## What you are asked to do
Return all of the entries exactly as written.

## Material to process
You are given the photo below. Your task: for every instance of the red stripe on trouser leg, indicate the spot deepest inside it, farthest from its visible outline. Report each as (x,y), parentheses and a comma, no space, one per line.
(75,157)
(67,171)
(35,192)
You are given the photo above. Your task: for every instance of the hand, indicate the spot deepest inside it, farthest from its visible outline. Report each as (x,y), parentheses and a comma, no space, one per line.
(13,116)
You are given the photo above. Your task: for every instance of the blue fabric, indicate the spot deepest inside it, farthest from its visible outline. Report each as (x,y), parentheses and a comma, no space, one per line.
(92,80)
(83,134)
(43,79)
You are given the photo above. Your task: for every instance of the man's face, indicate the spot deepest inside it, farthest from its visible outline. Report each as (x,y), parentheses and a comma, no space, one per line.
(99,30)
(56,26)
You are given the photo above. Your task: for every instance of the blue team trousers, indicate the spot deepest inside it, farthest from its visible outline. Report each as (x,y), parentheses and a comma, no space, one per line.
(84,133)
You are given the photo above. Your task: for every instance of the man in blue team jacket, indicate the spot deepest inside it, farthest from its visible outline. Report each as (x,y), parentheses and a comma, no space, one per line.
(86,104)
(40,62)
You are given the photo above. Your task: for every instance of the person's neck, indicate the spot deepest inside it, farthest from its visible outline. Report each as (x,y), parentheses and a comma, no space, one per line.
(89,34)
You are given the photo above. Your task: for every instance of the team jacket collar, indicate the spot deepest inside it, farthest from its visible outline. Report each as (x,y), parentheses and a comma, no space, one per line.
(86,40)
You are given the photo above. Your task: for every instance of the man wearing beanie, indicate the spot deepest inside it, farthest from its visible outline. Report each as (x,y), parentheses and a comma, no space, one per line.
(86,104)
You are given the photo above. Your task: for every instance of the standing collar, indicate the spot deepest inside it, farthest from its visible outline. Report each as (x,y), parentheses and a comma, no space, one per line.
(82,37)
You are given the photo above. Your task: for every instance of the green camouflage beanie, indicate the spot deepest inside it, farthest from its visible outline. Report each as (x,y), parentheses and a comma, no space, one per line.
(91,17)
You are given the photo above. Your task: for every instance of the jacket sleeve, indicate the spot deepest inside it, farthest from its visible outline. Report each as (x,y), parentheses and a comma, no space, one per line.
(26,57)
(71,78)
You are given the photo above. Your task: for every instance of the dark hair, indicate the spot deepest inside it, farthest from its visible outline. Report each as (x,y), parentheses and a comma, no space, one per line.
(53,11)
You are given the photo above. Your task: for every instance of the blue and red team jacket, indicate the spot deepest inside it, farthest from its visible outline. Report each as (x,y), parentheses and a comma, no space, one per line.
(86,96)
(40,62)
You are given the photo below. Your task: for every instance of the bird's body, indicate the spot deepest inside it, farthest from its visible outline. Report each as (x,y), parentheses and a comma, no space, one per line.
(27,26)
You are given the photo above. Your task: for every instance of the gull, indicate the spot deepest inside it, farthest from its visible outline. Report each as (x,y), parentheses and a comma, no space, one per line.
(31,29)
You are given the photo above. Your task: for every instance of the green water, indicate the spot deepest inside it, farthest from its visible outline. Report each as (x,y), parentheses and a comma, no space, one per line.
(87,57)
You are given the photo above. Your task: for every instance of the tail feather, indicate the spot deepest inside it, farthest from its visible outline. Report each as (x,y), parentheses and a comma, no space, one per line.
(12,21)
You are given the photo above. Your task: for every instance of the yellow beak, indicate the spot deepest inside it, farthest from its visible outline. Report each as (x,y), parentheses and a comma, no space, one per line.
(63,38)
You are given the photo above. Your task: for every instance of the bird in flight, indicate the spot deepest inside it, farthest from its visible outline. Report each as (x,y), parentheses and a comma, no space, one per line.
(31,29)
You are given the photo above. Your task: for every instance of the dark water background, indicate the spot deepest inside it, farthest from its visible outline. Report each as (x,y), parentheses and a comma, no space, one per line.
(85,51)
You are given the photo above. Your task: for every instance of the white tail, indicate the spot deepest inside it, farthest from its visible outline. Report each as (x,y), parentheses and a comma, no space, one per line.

## The solution
You are given the photo below. Your task: for every instance of the red stripe on trouser leg, indicate the spot deepest inside it, farthest from its visible outline. Report each as (x,y), parentheses and a comma, no space, one per line.
(75,157)
(67,171)
(35,192)
You are given the photo above. Your task: for every instance of the hand, indicate the spot deepest inside it, farthest from its visible outline. Report each as (x,y), parentheses and a comma, no space, one per line.
(13,116)
You are given the photo above. Your task: for every instance of the blue fabric, indicate the spot deepest inside it, farthest from its visible outline. Report each as (x,y), parentheses and a comma, no space, one per line.
(92,80)
(83,134)
(43,79)
You are given the photo above. Your task: for every instance of the man's face, indicate the spot deepest inside it, farthest from its visible outline. Report each as (x,y), parentheses and a comma, no space, one per line.
(99,30)
(56,26)
You are given the photo above. Your task: for every instance of the blue team trousers, indicate the spot deepest inside it, farthest from its visible outline. Report each as (x,y), parentheses and a comma, no space, one per line.
(84,133)
You are given the photo above. Your task: for every instance of the man in blue team jacket, indicate the spot deepest inside it, farthest from its visible outline. Report each as (x,y), parentheses and a comma, no space, one per line.
(86,104)
(40,62)
You are given the photo above. Your task: for every instance of the person's neck, indicate the spot deepest inside it, farthest from its visible outline. Report each as (x,y), parentheses and a comma, no space, one per line.
(89,34)
You are given the photo above. Your task: for every instance of the team jacket collar, indicate the spot deepest inside it, farthest from its visible outline. Report each as (x,y), parentheses and a comma, no space, one per line.
(86,40)
You are given the photo above. Your task: for every instance of the man wearing beanie, indicate the spot deepest inside it, farthest from its visible outline. Report each as (x,y), parentheses and a comma, no space, one per line.
(86,104)
You are given the photo above. Your task: for every instance of the standing collar, indicate the spot deepest inside it, farthest from its visible outline. Report each as (x,y), parentheses and a comma, no space, one per line.
(82,37)
You are given the photo above. Your task: for every instance of the green camouflage beanie, indicate the spot deepest inside it, farthest from its visible outline. Report each as (x,y), parentheses and a comma, no space, one per line.
(91,17)
You are given the photo above. Your task: for every instance of the jacket sleeve, indicate the spot deepest inside it, farthest from its visible outline. Report each as (x,y), parentheses and a comma, no space, one per line.
(26,57)
(71,78)
You are given the photo above. Your task: for every instance of the dark hair, indicate the spot deepest inside it, farthest from its visible outline. Report each as (x,y), parentheses and a comma, no space, one per line.
(53,11)
You are given the photo above. Your task: for every instance of the blue and red team jacket, indicate the spot deepest inside it, farthest from its visible outline. Report each as (x,y), parentheses and a comma, no space, one per line.
(86,96)
(40,62)
You are given the photo below. Your task: for every instance of the bird's body, indicate the spot deepest inside it, farthest from its visible outline. Report each as (x,y), parentheses and a comma, no space, one per line.
(27,26)
You are given the photo above. Your task: for every instance of the gull, indicate the spot deepest inside it, farthest from its visible outline. Report each as (x,y), parentheses and a comma, no space, one per line.
(31,29)
You are given the photo above. Your task: for every instance of the green water, indicate the spot deepest inside it, farthest from its visible outline. Report each as (x,y), parentheses and a comma, no space, one per line.
(87,57)
You are given the photo above. Your task: for every instance of the tail feather, indicate the spot deepest inside it, farthest from its visible outline. Report each as (x,y), parentheses and a comma, no space, one per line.
(12,21)
You are given the photo above. Your task: for every instance of the yellow beak, indicate the spot deepest inside it, farthest from its visible outline. Report each as (x,y), parentheses and a comma, no space, one per line.
(63,38)
You are given the photo above. Your task: for every instance of the bird in flight, indicate the spot deepest inside it, farthest from its visible outline. Report each as (x,y), parentheses and a comma, no space, one per line.
(31,29)
You are given the photo above. Your task: for every instance of the dark water background, indicate the spot deepest inside it, farthest from its visible outline. Report each as (x,y), parentheses and a comma, no space, one per line.
(85,51)
You are given the photo above. Your task: for every instance of the white tail, indicate the spot deepest inside it, farthest from its visible outline. Report each as (x,y), parentheses and a comma, no space, one per line.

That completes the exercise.